**REQUIREMENTS:** Find each line in the records that contains the word "building" and copy it.

**DATA EXTRACT:**

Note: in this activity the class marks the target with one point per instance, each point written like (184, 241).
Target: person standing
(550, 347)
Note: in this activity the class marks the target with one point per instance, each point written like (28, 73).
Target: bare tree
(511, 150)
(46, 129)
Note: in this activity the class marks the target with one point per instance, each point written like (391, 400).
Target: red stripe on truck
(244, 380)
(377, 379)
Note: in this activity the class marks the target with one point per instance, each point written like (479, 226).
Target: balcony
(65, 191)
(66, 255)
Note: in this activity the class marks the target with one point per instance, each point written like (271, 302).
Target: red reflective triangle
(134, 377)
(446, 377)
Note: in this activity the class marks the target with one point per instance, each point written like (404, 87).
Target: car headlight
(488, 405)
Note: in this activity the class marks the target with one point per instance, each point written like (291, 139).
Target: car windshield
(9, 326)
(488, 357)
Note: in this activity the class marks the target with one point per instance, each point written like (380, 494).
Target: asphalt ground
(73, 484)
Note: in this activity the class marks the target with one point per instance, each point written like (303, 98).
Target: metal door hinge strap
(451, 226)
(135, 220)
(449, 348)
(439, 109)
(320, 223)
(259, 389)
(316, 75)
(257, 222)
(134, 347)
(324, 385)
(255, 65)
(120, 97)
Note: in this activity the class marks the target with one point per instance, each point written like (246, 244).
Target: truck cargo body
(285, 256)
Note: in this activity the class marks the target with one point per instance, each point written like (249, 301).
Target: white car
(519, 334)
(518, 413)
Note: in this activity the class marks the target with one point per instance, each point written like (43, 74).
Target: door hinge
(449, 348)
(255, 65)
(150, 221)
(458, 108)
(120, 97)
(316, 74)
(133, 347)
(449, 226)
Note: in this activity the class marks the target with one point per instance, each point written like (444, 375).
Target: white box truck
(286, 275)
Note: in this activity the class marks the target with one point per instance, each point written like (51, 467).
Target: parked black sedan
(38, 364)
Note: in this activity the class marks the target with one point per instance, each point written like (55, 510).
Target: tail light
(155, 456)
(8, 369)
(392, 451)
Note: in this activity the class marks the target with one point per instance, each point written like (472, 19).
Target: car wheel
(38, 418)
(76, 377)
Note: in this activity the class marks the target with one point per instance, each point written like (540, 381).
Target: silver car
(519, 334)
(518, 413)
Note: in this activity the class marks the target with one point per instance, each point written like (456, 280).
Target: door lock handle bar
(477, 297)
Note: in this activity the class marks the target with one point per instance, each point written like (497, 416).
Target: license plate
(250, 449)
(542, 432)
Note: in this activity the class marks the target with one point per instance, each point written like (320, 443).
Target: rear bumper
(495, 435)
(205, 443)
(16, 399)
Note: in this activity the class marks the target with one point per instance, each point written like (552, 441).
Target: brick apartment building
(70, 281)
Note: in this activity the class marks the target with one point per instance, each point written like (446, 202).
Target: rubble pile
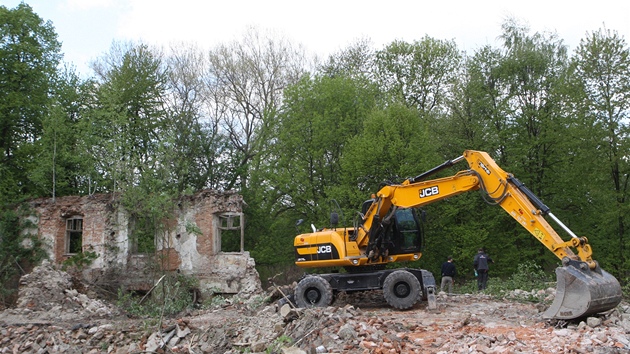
(53, 318)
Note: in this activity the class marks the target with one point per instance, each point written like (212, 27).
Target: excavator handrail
(500, 187)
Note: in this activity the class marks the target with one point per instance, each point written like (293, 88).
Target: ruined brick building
(193, 243)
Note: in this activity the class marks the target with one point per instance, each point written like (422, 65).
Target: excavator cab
(406, 234)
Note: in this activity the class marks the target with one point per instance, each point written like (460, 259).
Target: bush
(173, 295)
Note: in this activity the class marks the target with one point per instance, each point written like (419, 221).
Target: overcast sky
(87, 28)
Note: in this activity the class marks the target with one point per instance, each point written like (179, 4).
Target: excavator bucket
(582, 291)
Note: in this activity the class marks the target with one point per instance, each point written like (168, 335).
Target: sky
(87, 28)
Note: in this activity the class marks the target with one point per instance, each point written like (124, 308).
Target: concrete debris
(52, 317)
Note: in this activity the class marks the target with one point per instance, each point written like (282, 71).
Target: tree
(29, 56)
(129, 120)
(602, 68)
(198, 147)
(244, 86)
(421, 73)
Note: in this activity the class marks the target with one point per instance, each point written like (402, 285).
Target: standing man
(448, 273)
(480, 263)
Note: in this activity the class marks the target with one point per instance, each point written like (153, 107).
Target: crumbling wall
(189, 245)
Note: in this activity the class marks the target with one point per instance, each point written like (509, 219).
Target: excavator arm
(583, 288)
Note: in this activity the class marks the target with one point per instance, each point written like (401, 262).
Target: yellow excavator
(389, 229)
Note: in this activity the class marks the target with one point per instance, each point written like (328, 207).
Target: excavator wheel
(401, 289)
(313, 291)
(581, 292)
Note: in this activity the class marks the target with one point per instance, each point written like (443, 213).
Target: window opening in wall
(74, 235)
(142, 233)
(230, 232)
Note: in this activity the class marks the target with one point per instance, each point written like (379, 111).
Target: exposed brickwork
(190, 244)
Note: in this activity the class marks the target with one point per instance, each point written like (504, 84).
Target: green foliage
(79, 261)
(19, 250)
(152, 126)
(29, 55)
(170, 297)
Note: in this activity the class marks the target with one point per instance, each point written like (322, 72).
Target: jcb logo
(324, 249)
(427, 192)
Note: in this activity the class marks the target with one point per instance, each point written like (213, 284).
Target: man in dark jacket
(480, 263)
(448, 273)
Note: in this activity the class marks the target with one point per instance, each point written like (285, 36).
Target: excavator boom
(583, 288)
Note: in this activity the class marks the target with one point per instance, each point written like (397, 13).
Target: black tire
(313, 291)
(401, 289)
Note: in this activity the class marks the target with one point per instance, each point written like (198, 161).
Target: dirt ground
(52, 317)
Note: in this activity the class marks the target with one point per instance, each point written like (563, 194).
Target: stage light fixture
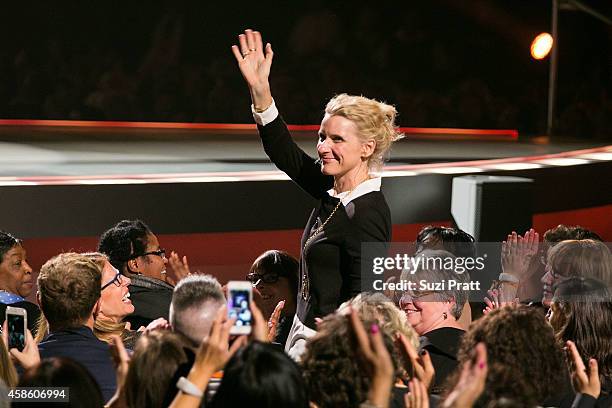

**FULL OUTPUT:**
Target: brick apartment building
Target: ruined brick building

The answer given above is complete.